[Region labeling entries]

------------------------------

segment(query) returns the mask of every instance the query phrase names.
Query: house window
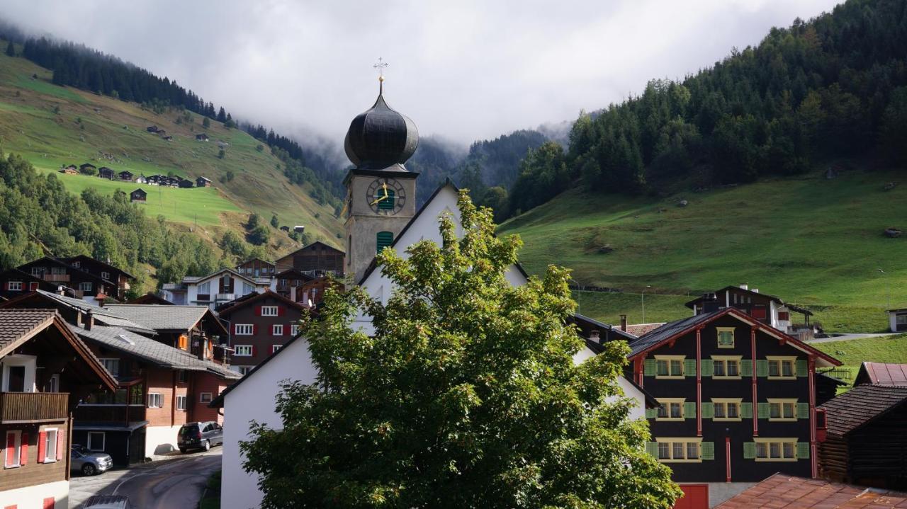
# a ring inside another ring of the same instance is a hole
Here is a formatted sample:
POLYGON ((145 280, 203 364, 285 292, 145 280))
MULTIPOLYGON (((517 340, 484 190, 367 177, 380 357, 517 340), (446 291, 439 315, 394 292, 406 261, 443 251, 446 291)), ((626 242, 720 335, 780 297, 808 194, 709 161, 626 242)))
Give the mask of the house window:
POLYGON ((716 327, 718 333, 718 348, 734 348, 734 328, 716 327))
POLYGON ((89 431, 88 432, 88 450, 90 451, 102 451, 104 450, 104 442, 106 436, 103 431, 89 431))
POLYGON ((50 427, 44 433, 44 457, 41 458, 44 463, 54 463, 56 461, 57 453, 57 428, 50 427))
POLYGON ((102 364, 104 365, 104 369, 107 370, 110 374, 114 377, 120 376, 120 360, 119 359, 98 359, 102 364))
POLYGON ((700 463, 701 438, 657 438, 661 463, 700 463))
POLYGON ((796 461, 796 438, 755 438, 756 461, 796 461))
POLYGON ((6 432, 6 447, 4 449, 3 466, 5 468, 15 468, 21 465, 22 431, 6 432))
POLYGON ((655 366, 657 379, 682 379, 684 376, 682 355, 656 355, 655 366))
POLYGON ((793 379, 796 378, 796 357, 768 357, 769 379, 793 379))
POLYGON ((713 420, 741 420, 740 403, 742 399, 713 398, 712 405, 715 408, 713 420))
POLYGON ((683 420, 683 398, 659 398, 658 413, 655 420, 683 420))
POLYGON ((148 393, 148 408, 161 408, 164 406, 164 397, 160 392, 148 393))
POLYGON ((712 356, 712 378, 724 379, 740 379, 740 360, 742 357, 736 356, 712 356))
POLYGON ((796 399, 768 399, 768 420, 796 420, 796 399))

------------------------------

Quote the entries verbatim from the first line through the line containing "POLYGON ((148 393, 148", including that line. Omit the pictures from your answer.

Correct response.
segment(query) returns the mask of every instance the query phrase names.
Query: house window
# a ring inside another ring of the same instance is a hole
Here is a formatted sample:
POLYGON ((145 280, 203 364, 285 292, 145 280))
MULTIPOLYGON (((517 340, 484 190, 367 177, 380 357, 517 340), (446 291, 439 315, 394 292, 406 261, 443 251, 446 291)), ((626 242, 720 335, 780 297, 808 194, 709 161, 626 242)))
Give the mask of the house window:
POLYGON ((716 327, 718 333, 718 348, 734 348, 734 328, 716 327))
POLYGON ((89 431, 88 432, 88 450, 90 451, 102 451, 104 450, 104 442, 106 436, 103 431, 89 431))
POLYGON ((50 427, 44 433, 44 457, 41 458, 44 463, 54 463, 56 461, 57 453, 57 428, 50 427))
POLYGON ((102 364, 104 365, 104 369, 107 370, 110 374, 114 377, 120 376, 120 360, 119 359, 98 359, 102 364))
POLYGON ((700 463, 701 438, 657 438, 661 463, 700 463))
POLYGON ((796 461, 796 438, 755 438, 756 461, 796 461))
POLYGON ((6 432, 6 447, 4 449, 3 466, 5 468, 15 468, 21 465, 22 431, 6 432))
POLYGON ((655 366, 657 379, 682 379, 684 376, 682 355, 656 355, 655 366))
POLYGON ((793 379, 796 378, 796 357, 768 357, 769 379, 793 379))
POLYGON ((713 420, 741 420, 740 403, 742 399, 713 398, 712 405, 715 408, 713 420))
POLYGON ((683 420, 683 398, 659 398, 658 413, 655 420, 683 420))
POLYGON ((148 393, 148 408, 161 408, 164 406, 164 397, 160 392, 148 393))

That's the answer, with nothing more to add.